What the task asks |
Copy these lines from the items below without any change. Begin at the line that has "Target: bare tree" and stop after the line that has "[(107, 32), (54, 28)]", including both of those lines.

--- BEGIN Extracted records ---

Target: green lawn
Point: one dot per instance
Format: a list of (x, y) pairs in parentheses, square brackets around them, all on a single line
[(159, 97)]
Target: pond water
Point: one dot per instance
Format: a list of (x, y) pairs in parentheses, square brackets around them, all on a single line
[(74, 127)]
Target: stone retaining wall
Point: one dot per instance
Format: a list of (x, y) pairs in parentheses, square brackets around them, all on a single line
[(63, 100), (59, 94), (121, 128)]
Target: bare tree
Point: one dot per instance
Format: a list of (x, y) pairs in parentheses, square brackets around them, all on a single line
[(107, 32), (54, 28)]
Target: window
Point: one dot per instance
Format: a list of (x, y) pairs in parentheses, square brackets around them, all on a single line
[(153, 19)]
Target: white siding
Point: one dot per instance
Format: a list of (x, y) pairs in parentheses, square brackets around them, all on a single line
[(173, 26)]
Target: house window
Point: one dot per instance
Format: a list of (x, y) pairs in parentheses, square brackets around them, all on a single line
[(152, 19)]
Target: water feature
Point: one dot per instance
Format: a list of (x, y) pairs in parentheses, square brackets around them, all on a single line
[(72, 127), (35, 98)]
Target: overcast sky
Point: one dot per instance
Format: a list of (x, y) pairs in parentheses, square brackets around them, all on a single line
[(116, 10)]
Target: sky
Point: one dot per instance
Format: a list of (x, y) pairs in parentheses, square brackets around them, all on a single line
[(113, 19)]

--- END Extracted records ---

Completed task |
Target: bare tree
Point: one dot per instance
Format: a list of (x, y) pairs in parentheses, square brackets around them, all on a single line
[(107, 32), (54, 28)]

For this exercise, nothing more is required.